Text segment:
In an election year where many political commercials resembled movie trailers in production value and targeted impact, the U.S. Senate candidates in Nevada are delivering some of their final messages via television ads.

Republican Sharron Angle released what she called her "closing ad" last Thursday. It carried the GOP message of the fall: Efforts by President Barack Obama and Sen. Harry Reid to deliver change instead have produced misery, and "now it's our turn."

As of Friday, Reid had not indicated a commercial message as his deal-closer. During the week, he released several television ads. The themes echoed his campaign-long mantra that Angle's positions are "extreme."

In the most recent ad that was released on Friday, the incumbent stepped up the criticism a notch and made it more personal: In contrast to his standing as a "fighter" for Nevada, she is a "pathological" liar about Reid and where she wants to take the country.

Of course, written descriptions can't do justice to the tableau of sounds, colors, images and editing techniques that are crucial to determine the effectiveness of the ad.

Short task 1:
Please gather every line in the entries that contains the string "ball", treating uppercase and lowercase as different.
The news excerpt and the entries come from unrelated sources.

Point annotation dataset entries
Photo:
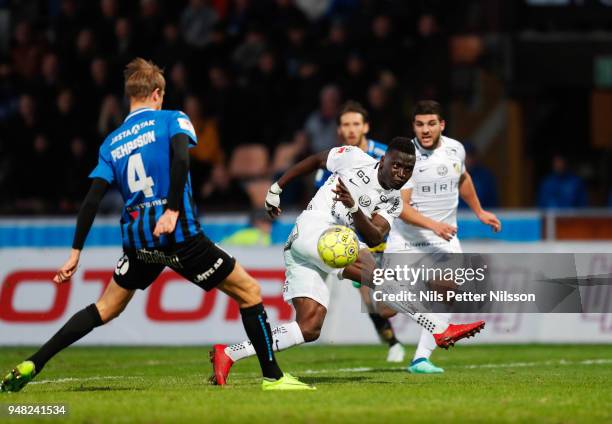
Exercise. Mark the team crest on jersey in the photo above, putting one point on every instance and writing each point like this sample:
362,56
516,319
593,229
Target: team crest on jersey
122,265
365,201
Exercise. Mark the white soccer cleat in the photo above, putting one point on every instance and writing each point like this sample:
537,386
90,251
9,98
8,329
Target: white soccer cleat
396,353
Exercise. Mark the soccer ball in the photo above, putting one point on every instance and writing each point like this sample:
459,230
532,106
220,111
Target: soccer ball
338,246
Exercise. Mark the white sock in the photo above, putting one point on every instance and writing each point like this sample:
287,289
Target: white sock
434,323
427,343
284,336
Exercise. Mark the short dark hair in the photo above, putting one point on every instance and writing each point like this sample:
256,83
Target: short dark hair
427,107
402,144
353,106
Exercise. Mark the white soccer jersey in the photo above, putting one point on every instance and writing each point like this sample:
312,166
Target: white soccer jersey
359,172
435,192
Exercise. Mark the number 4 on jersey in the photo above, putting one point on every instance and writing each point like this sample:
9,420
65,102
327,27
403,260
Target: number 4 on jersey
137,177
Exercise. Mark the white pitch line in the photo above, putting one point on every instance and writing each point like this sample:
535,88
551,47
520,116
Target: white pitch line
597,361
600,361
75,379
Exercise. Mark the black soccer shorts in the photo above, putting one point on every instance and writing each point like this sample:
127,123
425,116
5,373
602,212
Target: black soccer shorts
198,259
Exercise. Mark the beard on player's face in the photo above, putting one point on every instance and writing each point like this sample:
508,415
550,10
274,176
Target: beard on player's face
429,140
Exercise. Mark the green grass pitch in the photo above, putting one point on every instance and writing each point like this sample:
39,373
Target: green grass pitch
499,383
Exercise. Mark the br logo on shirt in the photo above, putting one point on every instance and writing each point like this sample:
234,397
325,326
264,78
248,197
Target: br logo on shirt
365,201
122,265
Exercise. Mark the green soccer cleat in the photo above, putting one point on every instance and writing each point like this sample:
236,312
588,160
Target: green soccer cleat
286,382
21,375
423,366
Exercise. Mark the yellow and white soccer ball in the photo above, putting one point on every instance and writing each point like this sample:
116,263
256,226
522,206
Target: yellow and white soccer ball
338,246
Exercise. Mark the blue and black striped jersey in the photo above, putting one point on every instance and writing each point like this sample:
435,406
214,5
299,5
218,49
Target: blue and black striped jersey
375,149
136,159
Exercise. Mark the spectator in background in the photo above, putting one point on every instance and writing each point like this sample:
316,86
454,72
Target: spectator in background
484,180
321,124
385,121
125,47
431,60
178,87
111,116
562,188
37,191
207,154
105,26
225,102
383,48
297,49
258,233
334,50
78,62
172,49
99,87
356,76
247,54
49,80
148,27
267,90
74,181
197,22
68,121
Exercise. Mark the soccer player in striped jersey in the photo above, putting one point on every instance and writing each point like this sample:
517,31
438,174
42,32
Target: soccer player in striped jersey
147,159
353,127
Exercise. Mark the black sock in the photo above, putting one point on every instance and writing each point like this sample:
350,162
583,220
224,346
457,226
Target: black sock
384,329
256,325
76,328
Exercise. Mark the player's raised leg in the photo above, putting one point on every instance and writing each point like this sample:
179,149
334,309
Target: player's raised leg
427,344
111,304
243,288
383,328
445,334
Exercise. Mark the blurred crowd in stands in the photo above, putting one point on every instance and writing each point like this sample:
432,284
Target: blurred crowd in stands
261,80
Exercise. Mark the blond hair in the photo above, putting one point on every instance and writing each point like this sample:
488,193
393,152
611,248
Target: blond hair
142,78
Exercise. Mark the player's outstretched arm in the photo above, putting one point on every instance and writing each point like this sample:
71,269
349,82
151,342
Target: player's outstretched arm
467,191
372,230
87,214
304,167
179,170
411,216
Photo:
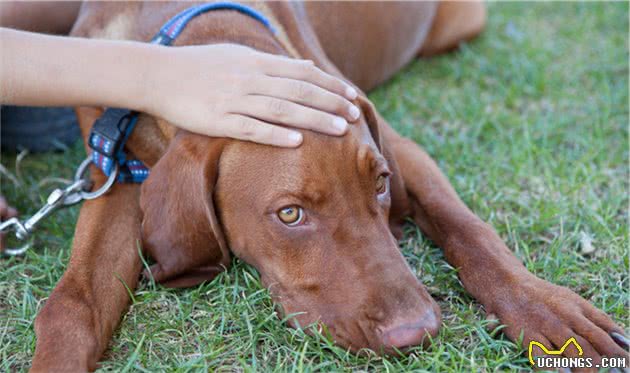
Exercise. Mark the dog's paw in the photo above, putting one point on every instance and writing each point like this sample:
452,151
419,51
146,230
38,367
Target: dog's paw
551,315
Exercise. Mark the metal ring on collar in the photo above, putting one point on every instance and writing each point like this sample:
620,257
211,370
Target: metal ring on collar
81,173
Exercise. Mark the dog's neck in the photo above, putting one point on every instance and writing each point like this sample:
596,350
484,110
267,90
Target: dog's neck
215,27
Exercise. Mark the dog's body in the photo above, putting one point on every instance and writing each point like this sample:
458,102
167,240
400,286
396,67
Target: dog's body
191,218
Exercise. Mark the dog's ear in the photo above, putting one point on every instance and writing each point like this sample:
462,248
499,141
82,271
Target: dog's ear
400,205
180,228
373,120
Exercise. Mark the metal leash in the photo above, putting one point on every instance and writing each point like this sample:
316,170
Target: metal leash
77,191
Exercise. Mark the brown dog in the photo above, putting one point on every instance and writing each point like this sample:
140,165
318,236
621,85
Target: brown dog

...

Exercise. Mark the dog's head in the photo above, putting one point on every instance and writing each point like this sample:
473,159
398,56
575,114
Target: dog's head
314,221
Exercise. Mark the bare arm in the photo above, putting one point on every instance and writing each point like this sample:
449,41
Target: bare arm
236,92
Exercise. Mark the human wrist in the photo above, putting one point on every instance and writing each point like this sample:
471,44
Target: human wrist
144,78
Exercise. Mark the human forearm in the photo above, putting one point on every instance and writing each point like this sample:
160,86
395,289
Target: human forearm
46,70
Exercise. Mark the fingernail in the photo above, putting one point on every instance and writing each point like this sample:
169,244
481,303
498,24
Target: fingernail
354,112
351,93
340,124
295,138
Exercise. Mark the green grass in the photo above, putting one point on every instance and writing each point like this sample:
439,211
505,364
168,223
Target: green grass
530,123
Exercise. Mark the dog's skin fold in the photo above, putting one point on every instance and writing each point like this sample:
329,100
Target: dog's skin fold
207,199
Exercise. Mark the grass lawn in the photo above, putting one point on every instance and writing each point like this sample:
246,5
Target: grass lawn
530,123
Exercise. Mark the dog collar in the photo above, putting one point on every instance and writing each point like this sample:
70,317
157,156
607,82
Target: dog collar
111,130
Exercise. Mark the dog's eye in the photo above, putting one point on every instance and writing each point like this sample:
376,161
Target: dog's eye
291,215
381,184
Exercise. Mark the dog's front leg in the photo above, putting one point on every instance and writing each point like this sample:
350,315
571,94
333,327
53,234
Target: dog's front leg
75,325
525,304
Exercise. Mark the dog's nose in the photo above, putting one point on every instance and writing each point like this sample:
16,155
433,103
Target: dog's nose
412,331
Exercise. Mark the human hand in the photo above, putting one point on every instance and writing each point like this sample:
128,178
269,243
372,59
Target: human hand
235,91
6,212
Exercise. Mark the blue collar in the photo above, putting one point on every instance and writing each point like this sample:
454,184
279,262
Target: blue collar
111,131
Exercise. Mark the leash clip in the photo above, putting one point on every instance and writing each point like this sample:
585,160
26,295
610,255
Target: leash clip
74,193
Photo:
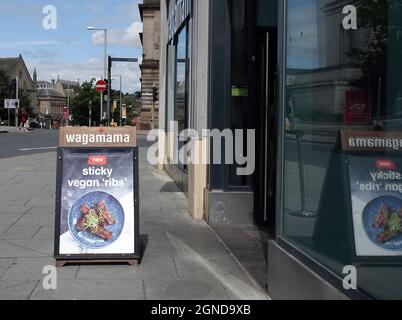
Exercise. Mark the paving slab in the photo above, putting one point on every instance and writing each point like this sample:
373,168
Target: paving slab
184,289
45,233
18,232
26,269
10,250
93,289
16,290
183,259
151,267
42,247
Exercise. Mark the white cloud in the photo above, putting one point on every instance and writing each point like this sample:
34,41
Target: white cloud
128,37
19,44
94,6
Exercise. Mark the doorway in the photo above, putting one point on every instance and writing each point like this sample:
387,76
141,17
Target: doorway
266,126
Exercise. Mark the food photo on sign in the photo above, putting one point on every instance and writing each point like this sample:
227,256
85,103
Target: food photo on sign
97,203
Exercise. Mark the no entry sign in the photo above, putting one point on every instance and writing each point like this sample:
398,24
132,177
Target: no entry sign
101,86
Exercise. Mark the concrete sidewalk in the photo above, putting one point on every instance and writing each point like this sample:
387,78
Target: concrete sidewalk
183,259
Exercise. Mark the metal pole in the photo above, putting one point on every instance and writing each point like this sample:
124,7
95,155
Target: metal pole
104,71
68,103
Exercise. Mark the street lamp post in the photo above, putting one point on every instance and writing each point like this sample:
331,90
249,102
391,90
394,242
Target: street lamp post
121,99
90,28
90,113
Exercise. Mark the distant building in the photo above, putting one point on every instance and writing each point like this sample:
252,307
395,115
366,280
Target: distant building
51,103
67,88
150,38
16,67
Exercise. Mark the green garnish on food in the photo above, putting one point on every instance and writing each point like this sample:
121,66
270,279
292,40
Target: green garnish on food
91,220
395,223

Short task 2:
In the news excerpt, what did Sharron Angle call the ad she released last Thursday?

Correct response 1:
Exercise. Mark the soccer ball in the photo above, putting one point on every instance and writing each point like this sample:
Target: soccer ball
Exercise. Mark the yellow and white soccer ball in the photo above, putting one point on every instance and writing each point like this sample:
Target: yellow and white soccer ball

Correct response 2:
She called it her "closing ad."